What is asked: Return each line of the rows below that contains the word "brown". Case counts.

-- Start of Provided information --

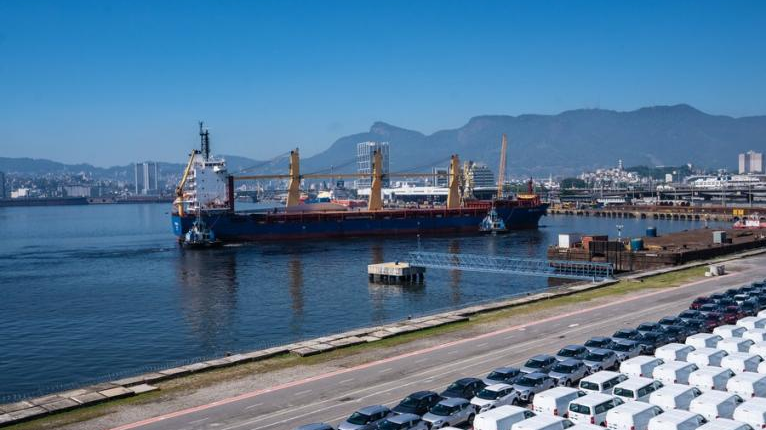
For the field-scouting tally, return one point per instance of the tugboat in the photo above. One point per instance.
(200, 236)
(492, 223)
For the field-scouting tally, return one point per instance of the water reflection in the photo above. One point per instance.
(207, 280)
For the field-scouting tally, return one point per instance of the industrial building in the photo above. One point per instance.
(751, 162)
(146, 178)
(364, 157)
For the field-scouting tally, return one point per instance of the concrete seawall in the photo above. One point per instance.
(93, 394)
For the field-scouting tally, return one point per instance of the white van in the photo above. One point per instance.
(674, 396)
(676, 420)
(601, 382)
(543, 422)
(753, 412)
(637, 389)
(592, 408)
(640, 366)
(674, 372)
(673, 351)
(555, 400)
(703, 340)
(747, 385)
(728, 330)
(735, 344)
(710, 378)
(631, 416)
(725, 424)
(706, 356)
(742, 362)
(755, 334)
(751, 323)
(758, 348)
(501, 418)
(715, 404)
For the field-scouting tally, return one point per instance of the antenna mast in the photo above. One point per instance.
(204, 136)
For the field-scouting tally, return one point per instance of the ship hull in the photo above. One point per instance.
(262, 226)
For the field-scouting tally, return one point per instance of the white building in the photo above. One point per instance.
(146, 178)
(751, 162)
(364, 159)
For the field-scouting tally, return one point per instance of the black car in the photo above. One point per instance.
(418, 403)
(647, 327)
(599, 343)
(465, 388)
(503, 375)
(627, 333)
(650, 340)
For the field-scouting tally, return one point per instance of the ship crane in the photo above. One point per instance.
(376, 189)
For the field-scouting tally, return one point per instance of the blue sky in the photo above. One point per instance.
(111, 82)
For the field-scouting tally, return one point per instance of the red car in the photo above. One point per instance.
(732, 314)
(699, 301)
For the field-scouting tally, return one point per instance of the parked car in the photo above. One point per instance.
(626, 333)
(450, 412)
(367, 416)
(505, 375)
(539, 363)
(599, 343)
(568, 372)
(571, 351)
(417, 403)
(495, 395)
(532, 383)
(465, 388)
(626, 349)
(403, 422)
(600, 359)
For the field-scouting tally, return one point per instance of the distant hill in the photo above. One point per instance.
(562, 144)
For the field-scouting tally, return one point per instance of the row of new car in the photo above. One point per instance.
(484, 402)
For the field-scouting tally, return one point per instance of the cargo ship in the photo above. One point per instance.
(206, 193)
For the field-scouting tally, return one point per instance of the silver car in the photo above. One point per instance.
(530, 384)
(402, 422)
(600, 359)
(365, 418)
(566, 373)
(495, 395)
(450, 412)
(626, 349)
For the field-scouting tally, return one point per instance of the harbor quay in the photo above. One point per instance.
(743, 267)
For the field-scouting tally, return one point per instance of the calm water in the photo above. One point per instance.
(90, 292)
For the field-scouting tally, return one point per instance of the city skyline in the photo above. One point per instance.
(109, 83)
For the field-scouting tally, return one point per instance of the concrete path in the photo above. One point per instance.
(333, 396)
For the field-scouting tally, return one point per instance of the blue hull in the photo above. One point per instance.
(242, 226)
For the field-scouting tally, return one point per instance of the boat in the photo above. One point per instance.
(199, 236)
(750, 222)
(206, 193)
(493, 223)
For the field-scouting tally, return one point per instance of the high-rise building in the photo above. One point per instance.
(751, 162)
(3, 192)
(364, 159)
(146, 178)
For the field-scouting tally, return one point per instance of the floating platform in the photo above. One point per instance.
(396, 272)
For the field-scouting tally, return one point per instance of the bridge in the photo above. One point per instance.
(580, 270)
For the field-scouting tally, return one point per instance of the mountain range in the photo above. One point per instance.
(562, 144)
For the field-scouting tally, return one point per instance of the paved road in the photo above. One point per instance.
(332, 397)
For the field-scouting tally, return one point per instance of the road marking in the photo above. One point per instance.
(519, 327)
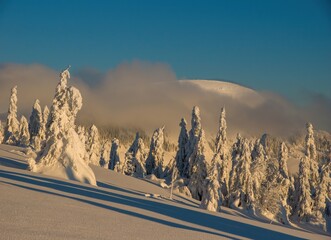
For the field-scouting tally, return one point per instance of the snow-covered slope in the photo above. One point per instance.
(34, 206)
(243, 94)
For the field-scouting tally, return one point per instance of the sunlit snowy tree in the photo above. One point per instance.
(12, 124)
(64, 153)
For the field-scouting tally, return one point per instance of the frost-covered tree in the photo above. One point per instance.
(193, 138)
(1, 132)
(258, 169)
(154, 161)
(199, 167)
(305, 201)
(311, 154)
(64, 153)
(105, 153)
(181, 152)
(211, 199)
(94, 146)
(24, 135)
(241, 184)
(36, 128)
(221, 159)
(114, 159)
(12, 124)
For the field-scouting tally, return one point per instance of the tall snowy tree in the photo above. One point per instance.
(154, 161)
(35, 126)
(211, 199)
(105, 153)
(311, 154)
(1, 132)
(199, 167)
(24, 135)
(114, 159)
(305, 201)
(181, 152)
(12, 125)
(241, 184)
(64, 153)
(94, 146)
(192, 141)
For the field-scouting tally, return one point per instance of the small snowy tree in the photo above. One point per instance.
(114, 159)
(24, 136)
(199, 167)
(12, 125)
(154, 161)
(64, 153)
(94, 146)
(36, 126)
(105, 153)
(181, 152)
(193, 138)
(211, 199)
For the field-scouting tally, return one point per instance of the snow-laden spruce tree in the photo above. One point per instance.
(1, 132)
(135, 158)
(36, 126)
(114, 159)
(24, 135)
(154, 161)
(94, 145)
(181, 152)
(12, 125)
(311, 154)
(211, 199)
(199, 167)
(241, 183)
(193, 138)
(305, 202)
(258, 169)
(221, 159)
(105, 153)
(64, 153)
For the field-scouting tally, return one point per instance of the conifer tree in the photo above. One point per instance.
(154, 161)
(12, 124)
(182, 142)
(24, 135)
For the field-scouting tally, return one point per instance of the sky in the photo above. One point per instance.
(282, 46)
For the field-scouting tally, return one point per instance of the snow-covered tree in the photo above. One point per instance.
(36, 128)
(311, 154)
(94, 146)
(1, 132)
(64, 153)
(154, 161)
(193, 138)
(211, 199)
(105, 153)
(12, 125)
(199, 167)
(24, 135)
(182, 142)
(305, 201)
(221, 159)
(241, 184)
(258, 169)
(114, 159)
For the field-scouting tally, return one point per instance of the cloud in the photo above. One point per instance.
(148, 95)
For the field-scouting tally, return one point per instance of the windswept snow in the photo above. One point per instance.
(34, 206)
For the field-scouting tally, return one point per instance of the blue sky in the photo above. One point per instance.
(282, 46)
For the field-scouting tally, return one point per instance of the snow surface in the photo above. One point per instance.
(35, 206)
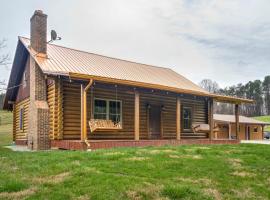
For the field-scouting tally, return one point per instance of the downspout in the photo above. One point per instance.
(84, 123)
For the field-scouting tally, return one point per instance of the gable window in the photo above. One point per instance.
(21, 118)
(187, 118)
(108, 110)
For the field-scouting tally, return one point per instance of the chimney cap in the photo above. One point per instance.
(39, 12)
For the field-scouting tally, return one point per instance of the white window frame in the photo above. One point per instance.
(191, 117)
(24, 79)
(21, 118)
(108, 109)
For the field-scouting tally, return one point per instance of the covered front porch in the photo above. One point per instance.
(106, 144)
(133, 116)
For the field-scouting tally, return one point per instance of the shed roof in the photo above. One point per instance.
(242, 119)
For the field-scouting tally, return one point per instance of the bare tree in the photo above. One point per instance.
(209, 85)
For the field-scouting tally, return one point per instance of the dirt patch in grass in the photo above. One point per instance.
(203, 181)
(113, 153)
(18, 195)
(243, 174)
(135, 158)
(245, 194)
(195, 157)
(148, 191)
(83, 197)
(233, 151)
(93, 170)
(156, 151)
(213, 193)
(59, 178)
(235, 162)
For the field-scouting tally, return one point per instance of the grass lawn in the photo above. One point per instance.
(183, 172)
(264, 119)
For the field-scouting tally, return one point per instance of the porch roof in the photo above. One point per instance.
(79, 64)
(242, 119)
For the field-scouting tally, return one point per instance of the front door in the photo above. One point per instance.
(154, 122)
(247, 133)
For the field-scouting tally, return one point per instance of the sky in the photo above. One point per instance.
(226, 41)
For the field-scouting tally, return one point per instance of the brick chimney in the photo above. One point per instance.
(39, 125)
(38, 32)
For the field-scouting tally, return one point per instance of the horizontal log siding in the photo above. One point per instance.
(199, 115)
(72, 111)
(21, 134)
(168, 114)
(54, 96)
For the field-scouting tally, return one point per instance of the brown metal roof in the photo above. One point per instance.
(242, 119)
(65, 60)
(79, 64)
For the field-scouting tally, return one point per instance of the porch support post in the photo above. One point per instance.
(230, 131)
(84, 110)
(137, 116)
(178, 118)
(211, 120)
(237, 121)
(262, 132)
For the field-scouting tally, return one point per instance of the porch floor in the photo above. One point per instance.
(105, 144)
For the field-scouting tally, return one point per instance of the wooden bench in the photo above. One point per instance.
(203, 128)
(103, 125)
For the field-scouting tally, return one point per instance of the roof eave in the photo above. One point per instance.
(160, 87)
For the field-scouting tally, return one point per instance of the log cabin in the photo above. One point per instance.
(71, 99)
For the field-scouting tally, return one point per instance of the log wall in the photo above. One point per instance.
(20, 134)
(55, 98)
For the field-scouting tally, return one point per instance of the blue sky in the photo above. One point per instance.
(226, 41)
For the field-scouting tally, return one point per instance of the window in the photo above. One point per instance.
(187, 118)
(21, 118)
(108, 109)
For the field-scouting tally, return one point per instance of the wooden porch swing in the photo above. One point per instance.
(104, 124)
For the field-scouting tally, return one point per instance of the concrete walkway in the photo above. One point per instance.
(255, 142)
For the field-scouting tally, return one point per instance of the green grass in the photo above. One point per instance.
(264, 119)
(183, 172)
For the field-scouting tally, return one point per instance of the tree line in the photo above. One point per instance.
(257, 90)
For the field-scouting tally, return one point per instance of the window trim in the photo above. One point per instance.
(191, 118)
(108, 108)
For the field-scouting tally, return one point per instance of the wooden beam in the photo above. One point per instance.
(85, 109)
(160, 87)
(230, 131)
(82, 112)
(211, 118)
(137, 116)
(262, 132)
(237, 121)
(178, 118)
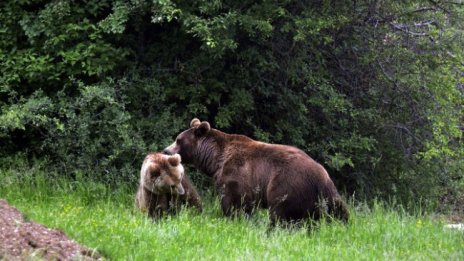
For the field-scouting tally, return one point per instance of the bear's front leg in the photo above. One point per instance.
(231, 198)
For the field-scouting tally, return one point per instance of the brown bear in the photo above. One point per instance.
(249, 174)
(163, 186)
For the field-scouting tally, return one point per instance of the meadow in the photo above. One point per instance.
(103, 217)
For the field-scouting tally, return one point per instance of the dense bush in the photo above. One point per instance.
(371, 89)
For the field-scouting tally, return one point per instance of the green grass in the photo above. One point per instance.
(104, 218)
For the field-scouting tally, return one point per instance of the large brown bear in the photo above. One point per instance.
(163, 186)
(249, 173)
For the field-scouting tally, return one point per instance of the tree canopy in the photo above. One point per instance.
(371, 89)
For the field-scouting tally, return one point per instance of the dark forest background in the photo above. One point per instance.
(371, 89)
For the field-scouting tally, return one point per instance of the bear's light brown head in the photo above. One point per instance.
(162, 174)
(187, 142)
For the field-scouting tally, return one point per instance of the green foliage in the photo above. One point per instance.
(103, 218)
(371, 89)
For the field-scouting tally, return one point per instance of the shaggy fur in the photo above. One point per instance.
(249, 174)
(164, 187)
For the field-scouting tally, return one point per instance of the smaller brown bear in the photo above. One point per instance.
(164, 187)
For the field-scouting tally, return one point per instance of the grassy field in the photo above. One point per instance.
(105, 219)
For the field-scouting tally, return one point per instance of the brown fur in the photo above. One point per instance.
(163, 186)
(251, 174)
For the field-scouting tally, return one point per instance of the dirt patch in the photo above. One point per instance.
(21, 239)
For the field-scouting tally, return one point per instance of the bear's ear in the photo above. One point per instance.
(174, 160)
(202, 129)
(194, 123)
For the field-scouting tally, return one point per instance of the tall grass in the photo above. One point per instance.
(103, 218)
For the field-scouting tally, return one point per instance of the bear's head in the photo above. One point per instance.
(187, 142)
(162, 174)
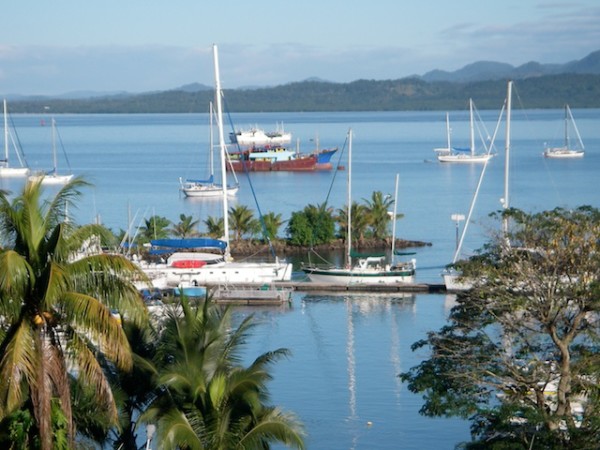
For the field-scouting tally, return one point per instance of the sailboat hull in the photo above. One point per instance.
(198, 190)
(558, 153)
(14, 171)
(464, 158)
(360, 276)
(51, 179)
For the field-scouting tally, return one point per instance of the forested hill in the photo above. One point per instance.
(410, 94)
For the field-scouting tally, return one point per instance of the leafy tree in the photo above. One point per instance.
(314, 225)
(520, 355)
(242, 221)
(216, 227)
(209, 400)
(272, 223)
(56, 313)
(360, 221)
(156, 227)
(185, 228)
(299, 229)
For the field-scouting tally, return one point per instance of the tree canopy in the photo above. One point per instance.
(520, 354)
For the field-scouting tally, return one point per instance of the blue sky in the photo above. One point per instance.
(59, 46)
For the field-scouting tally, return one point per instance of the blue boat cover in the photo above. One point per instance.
(190, 243)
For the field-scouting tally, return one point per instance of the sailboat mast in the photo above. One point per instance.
(349, 213)
(211, 143)
(448, 130)
(395, 215)
(222, 149)
(472, 127)
(575, 128)
(54, 144)
(567, 127)
(506, 200)
(5, 133)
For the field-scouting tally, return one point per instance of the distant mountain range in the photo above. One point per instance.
(541, 85)
(490, 70)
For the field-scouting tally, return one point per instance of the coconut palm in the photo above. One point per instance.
(210, 401)
(186, 227)
(156, 227)
(242, 221)
(360, 221)
(56, 310)
(272, 223)
(215, 227)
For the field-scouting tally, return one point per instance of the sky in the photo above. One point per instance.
(64, 46)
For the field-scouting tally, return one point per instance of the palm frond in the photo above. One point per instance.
(92, 319)
(175, 432)
(90, 373)
(16, 276)
(18, 364)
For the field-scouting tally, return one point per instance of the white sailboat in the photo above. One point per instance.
(453, 279)
(5, 169)
(469, 155)
(567, 150)
(202, 269)
(448, 149)
(207, 188)
(52, 177)
(368, 269)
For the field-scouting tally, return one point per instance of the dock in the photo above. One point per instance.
(309, 286)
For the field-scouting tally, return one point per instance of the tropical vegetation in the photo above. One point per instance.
(207, 398)
(81, 364)
(57, 320)
(520, 355)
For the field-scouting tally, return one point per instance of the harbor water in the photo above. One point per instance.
(346, 350)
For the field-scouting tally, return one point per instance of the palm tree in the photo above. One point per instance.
(56, 311)
(379, 218)
(209, 401)
(215, 227)
(360, 221)
(186, 227)
(156, 227)
(242, 221)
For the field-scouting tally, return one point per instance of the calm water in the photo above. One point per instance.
(346, 351)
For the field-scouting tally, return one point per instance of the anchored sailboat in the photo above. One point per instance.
(368, 269)
(184, 268)
(453, 279)
(5, 169)
(470, 154)
(52, 176)
(208, 187)
(567, 150)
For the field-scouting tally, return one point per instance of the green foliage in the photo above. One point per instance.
(242, 221)
(215, 227)
(272, 223)
(522, 346)
(56, 312)
(156, 227)
(208, 399)
(313, 225)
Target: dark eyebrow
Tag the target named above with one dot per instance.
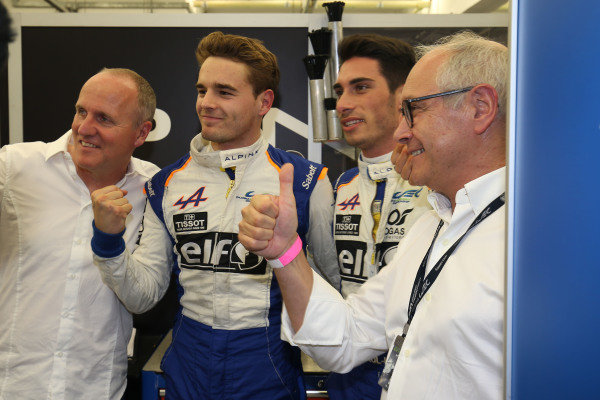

-- End of Provided information --

Solution for this problem:
For the field-scouting tally, return one point per instance of the brown metal roof in the photo above. One point per instance.
For the field-scouting tally, return one point per instance of the brown bear in the photo above. One point per instance.
For the field-scouting tally, return one point per instance of the large brown bear in the photo above. One point per instance.
For the field-scouting tally, return one point per instance of the bear's light brown head in the photo above. One point per instance.
For the field-scouting tally, return one point per instance of the smaller brown bear in the photo above. One point per instance.
For the field-scouting tally, return one point per instance of the brown fur in the photo above. One point per instance.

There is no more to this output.